■ What is required ■
Render the listing below as a Markdown table with the columns Row and Line, numbering each line and skipping any blank ones. Leave the pictures out of your answer.
### Provided information ###
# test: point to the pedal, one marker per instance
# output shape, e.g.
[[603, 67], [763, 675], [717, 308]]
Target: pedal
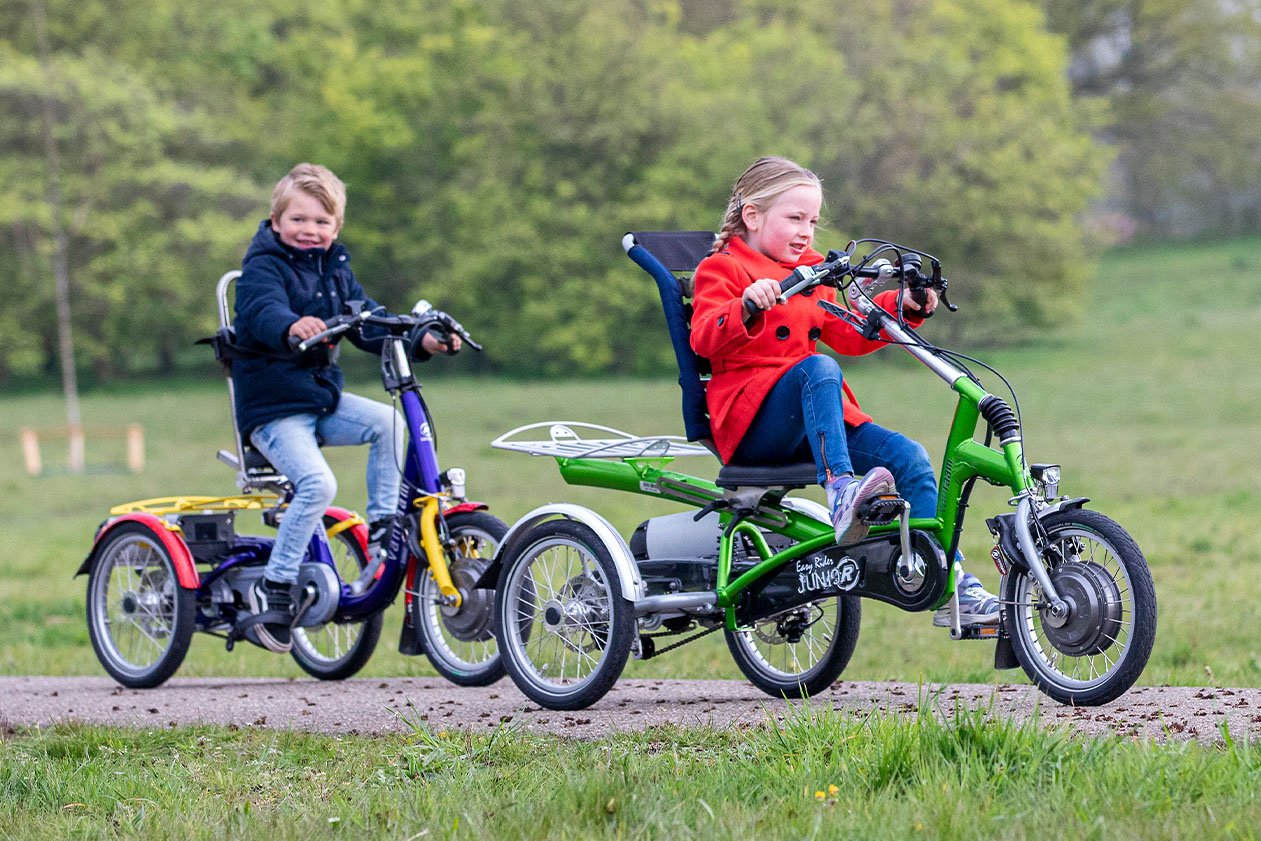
[[979, 632], [880, 511]]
###
■ Right answer ■
| Row | Line |
|---|---|
| 1 | # test: point to the pedal, one marker per instance |
| 2 | # output shape, e.g. |
| 3 | [[603, 67], [763, 675], [717, 308]] |
| 4 | Target: pedal |
| 5 | [[979, 632], [880, 511]] |